_What this task involves_
Reproduce the entries from the line containing "Tag the brown" through the end of the entries, substituting "point format" for every occurrence of "marker format" and changing nothing else. Omit the pictures from your output.

[Coordinate labeling data]
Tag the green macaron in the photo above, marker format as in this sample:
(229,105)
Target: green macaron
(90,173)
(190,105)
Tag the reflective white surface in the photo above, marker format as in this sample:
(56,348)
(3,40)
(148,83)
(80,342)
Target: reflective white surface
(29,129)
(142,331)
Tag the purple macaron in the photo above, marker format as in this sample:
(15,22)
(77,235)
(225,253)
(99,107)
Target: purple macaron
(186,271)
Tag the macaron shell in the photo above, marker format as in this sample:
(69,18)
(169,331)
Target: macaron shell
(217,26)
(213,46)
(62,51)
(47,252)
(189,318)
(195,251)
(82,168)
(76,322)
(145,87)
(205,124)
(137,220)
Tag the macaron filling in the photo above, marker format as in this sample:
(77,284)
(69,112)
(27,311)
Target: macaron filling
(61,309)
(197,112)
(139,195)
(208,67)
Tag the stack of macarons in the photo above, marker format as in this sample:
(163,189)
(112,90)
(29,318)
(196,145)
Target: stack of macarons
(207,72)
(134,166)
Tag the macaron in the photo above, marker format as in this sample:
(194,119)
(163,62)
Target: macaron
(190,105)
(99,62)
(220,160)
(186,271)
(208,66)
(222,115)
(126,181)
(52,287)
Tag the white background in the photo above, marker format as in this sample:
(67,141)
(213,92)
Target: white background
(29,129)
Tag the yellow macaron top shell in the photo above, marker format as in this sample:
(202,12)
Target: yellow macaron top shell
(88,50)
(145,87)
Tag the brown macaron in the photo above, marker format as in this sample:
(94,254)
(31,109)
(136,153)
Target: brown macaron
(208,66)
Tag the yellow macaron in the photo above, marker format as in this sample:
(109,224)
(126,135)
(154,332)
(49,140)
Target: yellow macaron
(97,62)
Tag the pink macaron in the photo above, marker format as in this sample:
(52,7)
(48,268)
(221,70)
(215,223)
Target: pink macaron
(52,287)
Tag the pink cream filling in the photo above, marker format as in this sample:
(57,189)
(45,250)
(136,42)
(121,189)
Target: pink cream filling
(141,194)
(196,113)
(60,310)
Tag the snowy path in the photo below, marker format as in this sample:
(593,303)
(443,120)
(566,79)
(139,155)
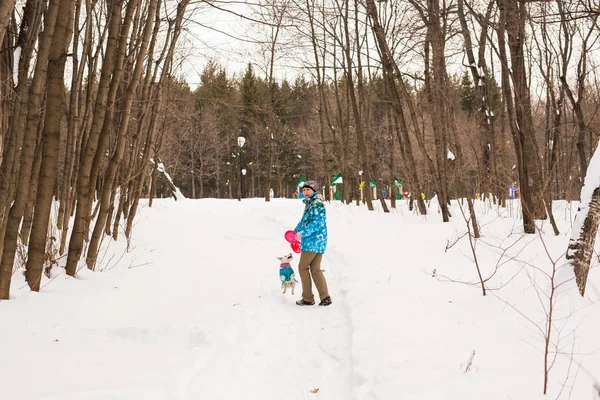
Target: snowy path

_Reply_
Tag the brown macaron in the photo above, point format as in this sample:
(94,254)
(31,109)
(136,153)
Target: brown macaron
(208,66)
Tag the yellow macaron in the photo above, point format as in this sample:
(109,224)
(126,135)
(154,332)
(49,140)
Target: yellow macaron
(97,62)
Tag the pink macaron in the photo above, point format as in this sample:
(52,7)
(48,268)
(221,70)
(215,223)
Target: pink macaron
(52,287)
Tag the pink cream filling in the photo above, point format as in this sample:
(57,189)
(45,250)
(136,42)
(121,189)
Target: pink cream filling
(141,194)
(196,113)
(60,310)
Tag the snowy path in the photo below, point format as in this sample:
(593,303)
(443,120)
(566,79)
(139,155)
Target: snowy path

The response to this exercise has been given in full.